==== TEXTO DEL EJERCICIO ====

Mi papá fue un hombre de pocos amigos. Tenía un carácter fuerte e intereses muy específicos, creo que la vida social francamente le aburría. Con él los temas eran limitados, viajes, naturaleza, arte o guerras. Recuerdos tardes enteras oyéndolo hablar sin parar del desembarco de Normandía, de las estrategias exitosas de Hitler para apoderarse de casi toda Europa o del brutal ataque japonés a Pearl Harbour. Un par de años después de su muerte visité junto a mi marido y mis hijos la zona del desembarco. Partimos en donde empezó todo, el Point du Hoc. Están los hoyos del bombardeo nocturno, algunos bunkers alemanes a medio destruir y otros completamente intactos. Mi marido tuvo el cariñoso gesto de quedarse atrás con los niños para que yo pudiera recorrer ese lugar de la mano de mi padre. Entré a un bunker donde se veía la inmensidad del mar y se podía sentir la historia. Ahí le hablé, le dije cuanto lo extrañaba y cuanto le agradecía todo lo que me había enseñado, con sus palabras y su ejemplo. Puse una foto de ambos mirando a la playa de Normandia. Nunca olvidaré ese día.

Mi papá no era perfecto. Tenía un carácter difícil, muchos le tenían miedo, especialmente nuestros amigos. Se veía serio y distante, pero bastaba pasar una tarde con él para darse cuenta de que esa distancia era su viaje a su mundo interior. La realidad era que estaba cansado, trabajaba demasiado y eso lo ponía de mal humor, pero también estaba siempre de ánimo para una broma. Nunca lo vi salir del baño de manera normal: siempre salía como si alguien lo estuviera empujando, miraba para atrás con cara de “qué te pasa” y seguía. A veces estaba yo ahí, a veces mi mamá o a veces no había nadie, él siempre salía igual. Muchas veces nos hacía reír burlándose de otros, eso con los años me avergüenza un poco. Le molestaba la gente que pudiendo ser culta era ignorante, le molestaba la gente gorda, no solo por un tema estético sino también de salud. Mi papá era intolerante y a pesar de eso yo lo adoraba.

Sus consejos, a veces duros, a ratos impertinentes pero siempre asertivos me acompañan a cada momento. Cuando yo hablaba de más, cosa que pasa de manera frecuente, el me decía sarcásticamente: “nunca pierdas la oportunidad de quedarte callada”. Era su forma de decirme que oyera más de lo que hablaba. Sus palabras me dan vuelta en la cabeza todo el tiempo. Cuando me embaracé por primera vez se dedicó sutilmente a aconsejarme en el arte de ser mamá primeriza. “Es un trabajo al que te tienes que dedicar 100% las primeras semanas, pero no siempre será así, paciencia y descansa cuando puedas”. Después supe por otro lado, también aconsejaba a mi marido.

==== MATERIAL DE ESTUDIO ====

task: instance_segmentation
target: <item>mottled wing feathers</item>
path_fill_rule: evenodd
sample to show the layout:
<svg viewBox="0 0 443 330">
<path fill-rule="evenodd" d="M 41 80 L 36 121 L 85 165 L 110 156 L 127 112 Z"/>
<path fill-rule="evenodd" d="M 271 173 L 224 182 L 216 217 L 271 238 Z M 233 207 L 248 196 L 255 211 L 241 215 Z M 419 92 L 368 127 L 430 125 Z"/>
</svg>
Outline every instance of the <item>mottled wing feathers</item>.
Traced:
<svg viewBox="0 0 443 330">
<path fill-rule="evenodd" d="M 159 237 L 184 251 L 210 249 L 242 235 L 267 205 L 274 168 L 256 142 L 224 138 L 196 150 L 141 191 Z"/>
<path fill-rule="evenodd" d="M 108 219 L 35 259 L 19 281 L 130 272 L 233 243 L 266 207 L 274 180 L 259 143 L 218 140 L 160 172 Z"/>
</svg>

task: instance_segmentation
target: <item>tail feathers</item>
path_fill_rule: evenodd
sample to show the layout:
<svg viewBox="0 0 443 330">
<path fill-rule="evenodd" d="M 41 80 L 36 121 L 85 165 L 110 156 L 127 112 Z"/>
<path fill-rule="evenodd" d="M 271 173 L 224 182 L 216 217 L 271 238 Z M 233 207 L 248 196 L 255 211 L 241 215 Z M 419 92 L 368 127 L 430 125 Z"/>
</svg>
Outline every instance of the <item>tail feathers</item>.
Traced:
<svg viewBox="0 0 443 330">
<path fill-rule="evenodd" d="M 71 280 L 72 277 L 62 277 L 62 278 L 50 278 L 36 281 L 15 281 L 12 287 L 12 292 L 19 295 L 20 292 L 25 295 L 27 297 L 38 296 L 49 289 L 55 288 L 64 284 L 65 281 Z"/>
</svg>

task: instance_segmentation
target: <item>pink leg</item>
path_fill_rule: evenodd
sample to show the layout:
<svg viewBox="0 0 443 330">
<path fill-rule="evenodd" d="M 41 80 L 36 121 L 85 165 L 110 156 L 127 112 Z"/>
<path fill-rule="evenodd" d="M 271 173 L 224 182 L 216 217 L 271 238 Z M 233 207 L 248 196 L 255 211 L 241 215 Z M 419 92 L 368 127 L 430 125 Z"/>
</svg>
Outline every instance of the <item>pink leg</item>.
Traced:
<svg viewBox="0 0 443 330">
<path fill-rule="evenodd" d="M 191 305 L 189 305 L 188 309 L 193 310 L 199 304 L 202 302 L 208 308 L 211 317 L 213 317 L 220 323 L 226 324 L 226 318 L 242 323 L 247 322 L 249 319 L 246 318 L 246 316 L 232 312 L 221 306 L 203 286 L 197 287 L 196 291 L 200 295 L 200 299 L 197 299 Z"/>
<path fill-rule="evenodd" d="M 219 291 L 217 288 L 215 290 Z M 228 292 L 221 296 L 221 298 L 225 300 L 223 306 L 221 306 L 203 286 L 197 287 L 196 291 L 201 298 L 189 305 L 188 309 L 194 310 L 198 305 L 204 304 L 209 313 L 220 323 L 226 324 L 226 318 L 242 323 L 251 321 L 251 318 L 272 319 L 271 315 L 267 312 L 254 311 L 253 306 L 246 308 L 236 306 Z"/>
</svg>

====

*TAREAS:*
A) Según el texto, ¿en qué lugar comenzó el recorrido por la zona del desembarco?
B) Devuelve sin cambios el pasaje del texto que empieza en las palabras "Sus consejos, a" y termina después de "a mi marido.".
Estas entradas no tienen relación con el texto.

*RESPUESTAS:*
A) En el Point du Hoc.

B)
Sus consejos, a veces duros, a ratos impertinentes pero siempre asertivos me acompañan a cada momento. Cuando yo hablaba de más, cosa que pasa de manera frecuente, el me decía sarcásticamente: “nunca pierdas la oportunidad de quedarte callada”. Era su forma de decirme que oyera más de lo que hablaba. Sus palabras me dan vuelta en la cabeza todo el tiempo. Cuando me embaracé por primera vez se dedicó sutilmente a aconsejarme en el arte de ser mamá primeriza. “Es un trabajo al que te tienes que dedicar 100% las primeras semanas, pero no siempre será así, paciencia y descansa cuando puedas”. Después supe por otro lado, también aconsejaba a mi marido.